**THE DATA:**

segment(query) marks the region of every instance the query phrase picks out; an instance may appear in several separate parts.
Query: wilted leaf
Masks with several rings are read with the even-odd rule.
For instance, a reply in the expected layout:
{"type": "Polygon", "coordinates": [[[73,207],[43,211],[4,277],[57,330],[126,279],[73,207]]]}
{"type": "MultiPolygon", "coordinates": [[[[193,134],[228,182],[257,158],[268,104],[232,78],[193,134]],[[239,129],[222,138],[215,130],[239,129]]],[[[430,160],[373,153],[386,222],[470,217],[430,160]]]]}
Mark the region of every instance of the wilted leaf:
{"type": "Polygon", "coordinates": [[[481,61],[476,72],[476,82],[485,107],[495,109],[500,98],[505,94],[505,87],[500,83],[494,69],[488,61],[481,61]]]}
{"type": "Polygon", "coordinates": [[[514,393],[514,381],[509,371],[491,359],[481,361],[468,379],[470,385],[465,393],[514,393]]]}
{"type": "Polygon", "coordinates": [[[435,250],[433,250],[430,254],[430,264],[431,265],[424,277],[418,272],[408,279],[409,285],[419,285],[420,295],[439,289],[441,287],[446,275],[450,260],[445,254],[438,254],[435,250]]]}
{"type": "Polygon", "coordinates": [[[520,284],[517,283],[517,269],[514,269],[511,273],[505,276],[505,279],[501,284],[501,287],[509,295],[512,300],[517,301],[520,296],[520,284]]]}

**EXERCISE PROMPT:** Reproduce each of the entries above line for line, without changing a single character.

**THE REPLY:**
segment(query) marks the region of every instance the query phrase picks out; an instance may appear in several separate parts.
Query: wilted leaf
Masks with several rings are read with the even-odd rule.
For instance, a reply in the expected layout:
{"type": "Polygon", "coordinates": [[[73,207],[43,211],[4,277],[57,330],[126,279],[73,207]]]}
{"type": "MultiPolygon", "coordinates": [[[[193,134],[228,182],[257,158],[268,104],[232,78],[193,134]],[[239,129],[222,138],[215,130],[239,129]]],[[[430,160],[373,153],[386,222],[470,217],[430,160]]]]}
Mark the region of every instance of the wilted leaf:
{"type": "Polygon", "coordinates": [[[481,61],[476,72],[476,82],[485,107],[495,109],[500,98],[505,94],[505,87],[500,83],[494,69],[488,61],[481,61]]]}
{"type": "Polygon", "coordinates": [[[514,393],[514,381],[509,371],[491,359],[481,361],[468,379],[470,385],[465,393],[514,393]]]}
{"type": "Polygon", "coordinates": [[[435,250],[433,250],[430,254],[430,264],[431,265],[424,277],[418,272],[408,279],[409,285],[419,285],[420,295],[439,289],[441,287],[446,275],[450,260],[445,254],[438,254],[435,250]]]}
{"type": "Polygon", "coordinates": [[[520,284],[517,283],[517,269],[514,269],[511,273],[505,276],[505,279],[501,284],[501,287],[509,295],[512,300],[517,301],[520,296],[520,284]]]}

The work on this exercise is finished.